● **Page extract**
------------------------------------------------------------

Advanced MR techniques developed in recent years can determine factors like the size, radius, and capacity of blood vessels. VAI combines information from two types of advanced MR images and analyzes them in a way that distinguishes among small arteries, veins, and capillaries, and it determines the radius of these vessels and shows how much oxygen is being delivered to tissues.

The MGH team used VAI to analyze MR data acquired in a phase 2 clinical trial of the anti-angiogenesis drug cediranib in patients with recurrent glioblastoma. The images had been taken before treatment started and then 1, 28, 56, and 112 days after it was initiated.

------------------------------------------------------------

● **Given entries**
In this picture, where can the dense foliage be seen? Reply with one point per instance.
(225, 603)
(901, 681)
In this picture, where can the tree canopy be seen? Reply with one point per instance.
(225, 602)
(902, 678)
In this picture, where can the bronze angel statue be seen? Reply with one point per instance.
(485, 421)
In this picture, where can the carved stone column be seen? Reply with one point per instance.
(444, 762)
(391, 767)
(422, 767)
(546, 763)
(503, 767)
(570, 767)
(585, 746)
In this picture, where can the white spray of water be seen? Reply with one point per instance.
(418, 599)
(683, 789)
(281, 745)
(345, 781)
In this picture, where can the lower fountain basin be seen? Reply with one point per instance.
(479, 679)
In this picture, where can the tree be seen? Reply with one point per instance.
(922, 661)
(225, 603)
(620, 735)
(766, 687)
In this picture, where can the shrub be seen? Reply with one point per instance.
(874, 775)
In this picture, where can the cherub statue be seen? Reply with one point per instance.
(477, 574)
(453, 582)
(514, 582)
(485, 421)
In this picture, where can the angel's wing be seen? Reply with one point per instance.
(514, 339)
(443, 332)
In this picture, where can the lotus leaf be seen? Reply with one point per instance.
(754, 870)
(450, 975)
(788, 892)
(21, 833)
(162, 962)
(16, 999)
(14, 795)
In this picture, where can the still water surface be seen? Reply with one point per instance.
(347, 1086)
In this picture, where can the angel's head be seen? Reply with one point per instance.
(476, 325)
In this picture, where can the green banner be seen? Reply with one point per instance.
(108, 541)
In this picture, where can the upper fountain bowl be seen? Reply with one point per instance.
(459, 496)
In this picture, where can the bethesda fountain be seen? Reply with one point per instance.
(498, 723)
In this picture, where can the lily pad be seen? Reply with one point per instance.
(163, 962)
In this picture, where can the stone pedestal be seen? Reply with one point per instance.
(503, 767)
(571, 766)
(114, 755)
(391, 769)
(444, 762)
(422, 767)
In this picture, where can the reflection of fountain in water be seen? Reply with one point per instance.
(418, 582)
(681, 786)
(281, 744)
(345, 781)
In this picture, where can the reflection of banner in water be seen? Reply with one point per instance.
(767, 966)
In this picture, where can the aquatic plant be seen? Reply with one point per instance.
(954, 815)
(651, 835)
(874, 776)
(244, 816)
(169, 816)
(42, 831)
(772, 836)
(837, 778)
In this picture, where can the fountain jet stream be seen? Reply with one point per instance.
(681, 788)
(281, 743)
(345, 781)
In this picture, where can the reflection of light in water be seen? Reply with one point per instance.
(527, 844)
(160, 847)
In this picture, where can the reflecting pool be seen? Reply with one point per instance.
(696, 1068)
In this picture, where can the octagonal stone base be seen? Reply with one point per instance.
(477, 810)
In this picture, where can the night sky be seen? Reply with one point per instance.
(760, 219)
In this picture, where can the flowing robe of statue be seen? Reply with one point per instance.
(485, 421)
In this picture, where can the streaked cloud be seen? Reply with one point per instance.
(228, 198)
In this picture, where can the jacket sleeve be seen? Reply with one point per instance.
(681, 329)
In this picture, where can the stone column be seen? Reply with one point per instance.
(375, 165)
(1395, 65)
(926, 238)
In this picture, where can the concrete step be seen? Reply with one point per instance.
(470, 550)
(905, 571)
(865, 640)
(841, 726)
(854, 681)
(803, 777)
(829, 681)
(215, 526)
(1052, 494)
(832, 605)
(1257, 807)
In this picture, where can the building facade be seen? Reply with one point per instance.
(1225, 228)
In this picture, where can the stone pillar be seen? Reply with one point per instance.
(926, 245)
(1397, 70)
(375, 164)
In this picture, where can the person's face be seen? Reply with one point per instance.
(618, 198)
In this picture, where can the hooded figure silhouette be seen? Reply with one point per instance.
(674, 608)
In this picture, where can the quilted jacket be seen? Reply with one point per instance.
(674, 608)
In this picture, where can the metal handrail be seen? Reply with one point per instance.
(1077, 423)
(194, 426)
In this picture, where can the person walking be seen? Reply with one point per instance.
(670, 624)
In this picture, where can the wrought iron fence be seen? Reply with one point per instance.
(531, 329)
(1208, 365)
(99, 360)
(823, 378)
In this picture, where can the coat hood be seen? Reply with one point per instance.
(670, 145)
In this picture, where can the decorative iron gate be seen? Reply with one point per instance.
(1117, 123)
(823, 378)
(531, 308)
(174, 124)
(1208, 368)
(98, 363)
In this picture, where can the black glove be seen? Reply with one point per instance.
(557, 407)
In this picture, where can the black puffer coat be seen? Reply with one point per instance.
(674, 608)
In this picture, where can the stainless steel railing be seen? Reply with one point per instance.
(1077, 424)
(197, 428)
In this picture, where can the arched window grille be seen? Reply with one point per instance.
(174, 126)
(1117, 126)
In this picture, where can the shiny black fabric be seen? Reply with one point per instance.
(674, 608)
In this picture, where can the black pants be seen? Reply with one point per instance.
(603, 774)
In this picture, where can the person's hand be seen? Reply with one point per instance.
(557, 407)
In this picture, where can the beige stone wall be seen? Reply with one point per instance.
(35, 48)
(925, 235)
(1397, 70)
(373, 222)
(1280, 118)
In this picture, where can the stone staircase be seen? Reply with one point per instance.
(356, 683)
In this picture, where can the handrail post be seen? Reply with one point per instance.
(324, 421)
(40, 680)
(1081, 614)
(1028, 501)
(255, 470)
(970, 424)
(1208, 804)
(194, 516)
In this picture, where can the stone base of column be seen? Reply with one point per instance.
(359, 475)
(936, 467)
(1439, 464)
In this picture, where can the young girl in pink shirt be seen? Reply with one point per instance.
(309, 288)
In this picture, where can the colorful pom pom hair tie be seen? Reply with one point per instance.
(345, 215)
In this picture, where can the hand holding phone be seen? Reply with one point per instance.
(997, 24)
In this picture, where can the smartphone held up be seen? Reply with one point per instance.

------------------------------------------------------------

● **Work task A**
Answer these questions using the passage about VAI imaging:
(i) Which three types of blood vessels does VAI distinguish among?
(ii) Which drug was tested in the phase 2 clinical trial?
(iii) On which days after treatment began were images taken?
● **Work task B**
Resume the passage about VAI and the cediranib glioblastoma trial, picking up right after its final sentence.

● **Expected output A**
(i) Small arteries, veins, and capillaries.
(ii) Cediranib.
(iii) Days 1, 28, 56, and 112.

● **Expected output B**
In some patients, VAI identified changes reflecting vascular normalization within the tumors–particularly changes in the shape of blood vessels–after 28 days of cediranib therapy and sometimes as early as the next day. Of the 30 patients whose data was analyzed, VAI indicated that 10 were true responders to cediranib, whereas 12 who had a worsening of disease were characterized as nonresponders. Data from the remaining eight patients suggested stabilization of their tumors.

Responding patients survived 6 months longer than nonresponders, a significant difference because the expected survival is less than two years, Emblem noted. He added that quickly identifying those whose tumors don’t respond would allow discontinuation of the ineffective therapy and exploration of other options.